┌─ EXTRACTED RECORDS

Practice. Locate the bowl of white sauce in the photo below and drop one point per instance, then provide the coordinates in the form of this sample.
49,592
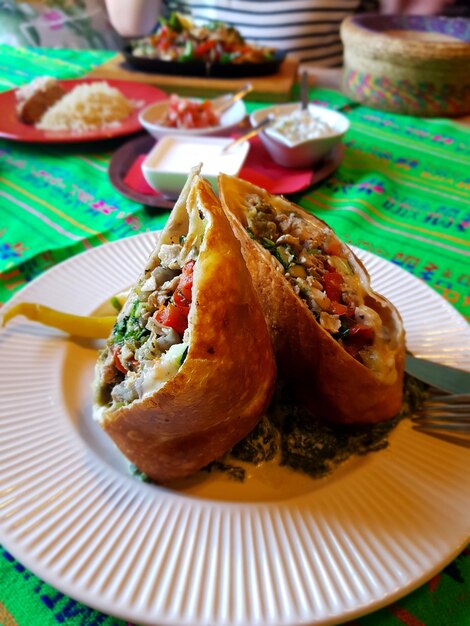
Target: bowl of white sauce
166,166
300,138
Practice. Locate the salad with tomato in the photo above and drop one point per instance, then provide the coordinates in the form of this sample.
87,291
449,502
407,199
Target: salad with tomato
178,38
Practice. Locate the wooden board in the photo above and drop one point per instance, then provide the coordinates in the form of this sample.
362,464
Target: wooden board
274,88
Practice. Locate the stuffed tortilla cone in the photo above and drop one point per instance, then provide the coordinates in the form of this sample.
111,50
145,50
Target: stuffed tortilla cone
188,369
339,344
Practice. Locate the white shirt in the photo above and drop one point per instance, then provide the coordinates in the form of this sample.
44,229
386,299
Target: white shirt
308,29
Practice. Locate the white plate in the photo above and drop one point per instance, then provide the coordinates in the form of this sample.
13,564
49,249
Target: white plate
334,550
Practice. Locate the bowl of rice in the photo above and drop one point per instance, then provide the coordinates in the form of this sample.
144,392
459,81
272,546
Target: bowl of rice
300,137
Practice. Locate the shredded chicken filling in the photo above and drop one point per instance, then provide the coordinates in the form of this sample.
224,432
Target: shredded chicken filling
150,338
313,261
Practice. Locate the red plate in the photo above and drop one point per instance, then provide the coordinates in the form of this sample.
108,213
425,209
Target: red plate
140,93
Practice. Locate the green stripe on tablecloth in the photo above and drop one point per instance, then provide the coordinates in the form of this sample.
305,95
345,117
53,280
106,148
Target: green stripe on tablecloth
20,65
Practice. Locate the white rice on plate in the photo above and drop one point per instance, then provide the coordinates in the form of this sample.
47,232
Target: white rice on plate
86,107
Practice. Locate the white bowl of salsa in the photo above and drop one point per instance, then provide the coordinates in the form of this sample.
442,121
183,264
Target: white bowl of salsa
190,116
299,138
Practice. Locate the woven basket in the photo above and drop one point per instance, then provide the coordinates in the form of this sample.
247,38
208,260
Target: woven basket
414,65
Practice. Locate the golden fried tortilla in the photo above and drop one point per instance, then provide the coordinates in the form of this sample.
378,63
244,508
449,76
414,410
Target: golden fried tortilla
173,397
338,343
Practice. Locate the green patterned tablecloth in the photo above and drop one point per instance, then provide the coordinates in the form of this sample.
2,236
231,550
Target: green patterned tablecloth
402,192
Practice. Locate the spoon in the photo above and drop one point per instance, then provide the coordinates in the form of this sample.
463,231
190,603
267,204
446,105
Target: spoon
304,91
222,103
269,119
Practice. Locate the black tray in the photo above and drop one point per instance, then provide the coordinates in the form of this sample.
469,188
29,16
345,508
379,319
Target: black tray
201,68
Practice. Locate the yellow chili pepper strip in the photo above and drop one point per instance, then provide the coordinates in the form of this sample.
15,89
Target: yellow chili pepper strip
76,325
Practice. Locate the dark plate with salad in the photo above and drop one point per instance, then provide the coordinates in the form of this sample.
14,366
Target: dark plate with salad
214,49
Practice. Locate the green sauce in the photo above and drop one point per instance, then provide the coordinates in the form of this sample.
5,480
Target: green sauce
287,435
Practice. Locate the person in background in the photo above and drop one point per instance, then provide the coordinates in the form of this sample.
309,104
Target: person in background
307,29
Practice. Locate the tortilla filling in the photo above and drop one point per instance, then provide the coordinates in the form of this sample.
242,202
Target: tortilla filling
312,260
151,337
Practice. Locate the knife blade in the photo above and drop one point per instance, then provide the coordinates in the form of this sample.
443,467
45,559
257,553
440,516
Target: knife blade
441,376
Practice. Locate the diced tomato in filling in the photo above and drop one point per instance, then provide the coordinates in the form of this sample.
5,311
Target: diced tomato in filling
361,334
338,309
175,313
117,361
333,282
173,316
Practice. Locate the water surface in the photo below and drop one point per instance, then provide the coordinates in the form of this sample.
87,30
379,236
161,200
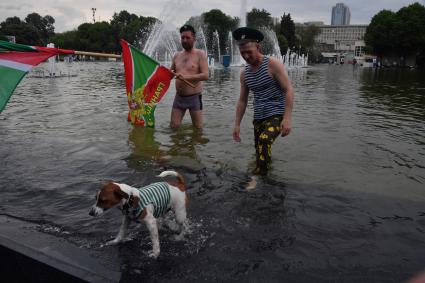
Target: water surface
344,201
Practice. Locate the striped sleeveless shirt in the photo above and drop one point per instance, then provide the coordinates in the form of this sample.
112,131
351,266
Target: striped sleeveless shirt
157,194
269,98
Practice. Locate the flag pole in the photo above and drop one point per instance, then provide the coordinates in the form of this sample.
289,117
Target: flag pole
109,55
97,54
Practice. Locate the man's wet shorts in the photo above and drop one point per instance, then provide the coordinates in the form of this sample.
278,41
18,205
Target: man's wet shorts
192,102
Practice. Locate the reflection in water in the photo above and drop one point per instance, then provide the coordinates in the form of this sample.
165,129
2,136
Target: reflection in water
145,149
344,200
148,153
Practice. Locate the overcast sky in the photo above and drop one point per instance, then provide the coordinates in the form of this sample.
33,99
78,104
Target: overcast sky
68,14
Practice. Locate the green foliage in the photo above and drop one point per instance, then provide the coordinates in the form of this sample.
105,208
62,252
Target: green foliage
67,40
24,32
287,29
258,19
43,25
130,27
216,20
400,34
283,43
380,34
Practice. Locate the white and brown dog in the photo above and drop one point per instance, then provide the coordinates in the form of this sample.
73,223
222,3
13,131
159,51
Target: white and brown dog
147,204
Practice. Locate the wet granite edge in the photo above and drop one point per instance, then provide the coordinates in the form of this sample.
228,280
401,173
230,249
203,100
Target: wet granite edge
32,256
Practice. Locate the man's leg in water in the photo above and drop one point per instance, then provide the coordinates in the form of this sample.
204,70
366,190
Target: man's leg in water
176,117
265,133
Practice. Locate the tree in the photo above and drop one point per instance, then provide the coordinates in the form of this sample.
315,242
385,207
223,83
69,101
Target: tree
380,33
95,37
398,34
43,25
410,29
67,40
287,28
23,32
259,19
216,20
283,43
130,27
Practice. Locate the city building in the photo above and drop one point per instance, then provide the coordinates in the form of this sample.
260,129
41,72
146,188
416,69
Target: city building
340,38
340,15
342,42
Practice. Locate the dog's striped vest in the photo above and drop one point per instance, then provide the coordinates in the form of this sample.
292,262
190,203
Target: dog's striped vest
156,194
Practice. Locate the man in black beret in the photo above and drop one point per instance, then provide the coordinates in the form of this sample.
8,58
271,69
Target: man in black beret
267,79
190,64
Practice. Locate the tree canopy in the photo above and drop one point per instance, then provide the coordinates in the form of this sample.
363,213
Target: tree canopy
398,34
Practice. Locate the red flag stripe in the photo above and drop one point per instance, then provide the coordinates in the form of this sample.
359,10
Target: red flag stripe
29,58
128,66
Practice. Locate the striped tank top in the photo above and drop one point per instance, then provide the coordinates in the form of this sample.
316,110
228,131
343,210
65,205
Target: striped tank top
157,194
269,98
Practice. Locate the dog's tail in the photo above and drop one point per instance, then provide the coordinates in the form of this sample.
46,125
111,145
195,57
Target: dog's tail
172,173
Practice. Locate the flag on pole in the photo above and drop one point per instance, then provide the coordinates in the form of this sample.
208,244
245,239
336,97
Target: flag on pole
16,60
146,82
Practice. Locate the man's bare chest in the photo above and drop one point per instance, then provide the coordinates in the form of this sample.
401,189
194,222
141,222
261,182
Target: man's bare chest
187,63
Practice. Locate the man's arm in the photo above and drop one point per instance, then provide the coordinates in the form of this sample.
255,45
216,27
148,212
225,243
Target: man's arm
278,72
240,107
173,63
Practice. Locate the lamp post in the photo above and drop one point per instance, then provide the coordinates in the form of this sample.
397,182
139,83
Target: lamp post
94,12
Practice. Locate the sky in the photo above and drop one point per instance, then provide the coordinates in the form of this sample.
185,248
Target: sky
69,14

└─

> **WHAT YOU HAVE TO DO**
Filter the entries above down to the lines that contain the word "below".

> **COMPLETED TASK**
Practice. Locate the bowl of white sauce in the photo below and drop one point per instance, then provide the coordinates in the form of this sample.
Practice. Locate the water surface in the photo below and drop one point per instance, then provide the coordinates in the form of this sample.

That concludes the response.